Tasks:
1. In the passage on sociological writing, why did criminologists who studied only people convicted under criminal law leave business criminals out of their theories?
2. Rewrite the entries from the line with "For sports analytics purposes, locate the snowmobile" to the line with "[461,87,770,244]", changing "broadcast frame" to "video still" and keeping everything else the same.

Document text:
But is our failure to compete with Abraham Lincoln's eloquence really the problem with the writing that appears in our professional journals and books? It's true that back in the old days such forgotten literary types as Malcolm Cowley used sociology as the bad example of academic writing. But now, as Kai notes, critics have the professors of literature and cultural studies and allied fields to kick around, and don't badmouth us so much anymore.

The problem of sociological writing is still what it was when the discipline was younger: how to write clearly and precisely (and, of course, the two overlap). We have to write, as best we can, so that readers can follow our arguments and know what we are talking about, so that in principle they could produce a paraphrase of what we said and we would say in return, “Yes, that's exactly what I meant.” When we mean X we have to say X so clearly and precisely that no reader can think we meant Y. We have to specify what we are talking about so that readers can see that we are not talking about three other things with which our topic might be confused. That's the problem of scientific writing, including writing in the social sciences.

Clarity and precision aren't complicated requirements, but they’re not nothing. It takes a lot of care and some skill—not an enormous amount, but some—to put together sentences, paragraphs, and chapters whose point a reader won't misunderstand. To do that, we have to define our terms carefully and make our concepts clear. But it's not easy. Thomas Kuhn, as careful and skilled a writer as the social sciences ever produced, managed to use his key term, “paradigm,” in some 20 distinguishably different ways. And it's not obvious that the conventional review of the literature and theoretical run-up to data presentation is the way to do it. So precision takes something more: careful attention to what our words say, and what they fail to say.

We needn't emulate Ecclesiastes or the great rhetoricians and poets and novelists of the past. I’ll settle for less lofty specimens of prose as models. C. Wright Mills, in a memorable section of The Sociological Imagination, counterposed the wooly conceptual wanderings of Talcott Parsons not to such literary works but to the eminently down-to-earth and perfectly clear (though often highly technical) prose of Paul Lazarsfeld. As Mills once said, “When you disagreed with Lazarsfeld you knew what you were disagreeing with.”

We have many more models than Lazarsfeld to look to. I’ll suggest, for instance, an author whose prose was dry and unemotional, empty of evocative metaphors, graceful phrases, or elaborate vocabulary, but whose prose satisfied the basic criteria of clarity and precision. Edwin Sutherland brought badly needed light and a penetrating analytic understanding to the theoretically confused field of criminology by treating all instances of lawbreaking, not just the ones that ended up in criminal court, as what was to be explained. Prosecutors typically pursued robbers and thieves with the tools of criminal law but used civil law to deal with the relatively few business criminals they did prosecute. When criminologists confined their studies to people convicted of violations of criminal law, they automatically removed from theoretical consideration all the business criminals and all the white-collar crime which had been settled in another way, as a result of prosecutorial discretion. This allowed them to find the causes of crime in problems of personality, in broken homes, and in other things that simply could not explain the many crimes of price-fixing, restraint of trade, and other forms of cheating that businesses routinely engaged in. Sutherland's explanation of white-collar crime, a model of conceptual precision, pointed criminology to the study of all lawbreakers, whether they robbed people at gunpoint or by financial fraud and commercial trickery. That's the kind of clarity we should be striving for.

Entries shown:
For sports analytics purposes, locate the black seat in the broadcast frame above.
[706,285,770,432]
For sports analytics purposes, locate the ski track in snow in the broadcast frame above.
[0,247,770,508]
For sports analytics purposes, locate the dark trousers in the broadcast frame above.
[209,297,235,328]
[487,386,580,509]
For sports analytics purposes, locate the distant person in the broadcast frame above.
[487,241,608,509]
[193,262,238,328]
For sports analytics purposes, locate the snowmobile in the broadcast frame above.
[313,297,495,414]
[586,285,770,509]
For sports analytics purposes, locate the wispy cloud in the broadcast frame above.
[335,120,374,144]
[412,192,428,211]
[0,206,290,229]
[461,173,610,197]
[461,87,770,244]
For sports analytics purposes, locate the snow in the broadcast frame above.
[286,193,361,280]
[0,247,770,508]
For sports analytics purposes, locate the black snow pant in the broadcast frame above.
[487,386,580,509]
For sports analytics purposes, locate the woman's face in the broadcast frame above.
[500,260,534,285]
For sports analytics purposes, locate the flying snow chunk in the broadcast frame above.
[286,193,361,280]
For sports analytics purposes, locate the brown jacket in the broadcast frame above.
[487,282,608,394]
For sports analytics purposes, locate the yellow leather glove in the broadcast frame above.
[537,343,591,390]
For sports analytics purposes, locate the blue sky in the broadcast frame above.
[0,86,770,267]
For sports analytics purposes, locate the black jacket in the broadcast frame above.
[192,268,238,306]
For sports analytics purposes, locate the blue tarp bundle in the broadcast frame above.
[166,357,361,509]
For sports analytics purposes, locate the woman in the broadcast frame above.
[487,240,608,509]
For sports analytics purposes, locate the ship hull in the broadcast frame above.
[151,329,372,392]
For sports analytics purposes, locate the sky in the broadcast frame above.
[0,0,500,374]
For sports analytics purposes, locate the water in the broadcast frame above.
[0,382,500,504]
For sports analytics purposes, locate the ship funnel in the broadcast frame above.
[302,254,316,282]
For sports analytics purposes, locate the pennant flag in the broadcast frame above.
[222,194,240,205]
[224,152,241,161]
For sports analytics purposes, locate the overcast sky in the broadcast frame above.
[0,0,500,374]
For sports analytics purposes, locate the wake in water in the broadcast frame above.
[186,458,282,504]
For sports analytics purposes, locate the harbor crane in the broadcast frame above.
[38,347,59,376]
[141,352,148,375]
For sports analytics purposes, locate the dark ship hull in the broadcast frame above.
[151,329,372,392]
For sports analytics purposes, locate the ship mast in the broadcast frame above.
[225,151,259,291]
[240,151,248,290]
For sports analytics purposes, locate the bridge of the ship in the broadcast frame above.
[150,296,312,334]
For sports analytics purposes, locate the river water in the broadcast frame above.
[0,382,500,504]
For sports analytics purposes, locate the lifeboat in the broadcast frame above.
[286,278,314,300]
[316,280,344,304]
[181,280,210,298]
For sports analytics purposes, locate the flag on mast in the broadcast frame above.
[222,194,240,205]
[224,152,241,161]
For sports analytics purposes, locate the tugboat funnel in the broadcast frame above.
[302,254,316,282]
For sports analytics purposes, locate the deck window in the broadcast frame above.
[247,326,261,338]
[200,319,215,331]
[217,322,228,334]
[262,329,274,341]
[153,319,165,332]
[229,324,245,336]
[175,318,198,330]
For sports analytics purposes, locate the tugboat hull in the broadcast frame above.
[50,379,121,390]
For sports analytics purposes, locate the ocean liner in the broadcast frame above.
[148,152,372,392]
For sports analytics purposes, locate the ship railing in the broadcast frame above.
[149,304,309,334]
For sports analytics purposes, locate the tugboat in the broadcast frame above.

Answers to the tasks:
1. Prosecutors usually pursued robbers and thieves under criminal law but dealt with the relatively few business criminals they did prosecute under civil law. Studying only criminal-law convictions therefore removed from theoretical consideration all the business criminals and all the white-collar crime that prosecutorial discretion had settled in another way.

2.
For sports analytics purposes, locate the snowmobile in the video still above.
[313,297,495,414]
[586,285,770,509]
For sports analytics purposes, locate the wispy cloud in the video still above.
[335,120,374,144]
[412,192,428,211]
[0,206,290,229]
[461,173,610,197]
[461,87,770,244]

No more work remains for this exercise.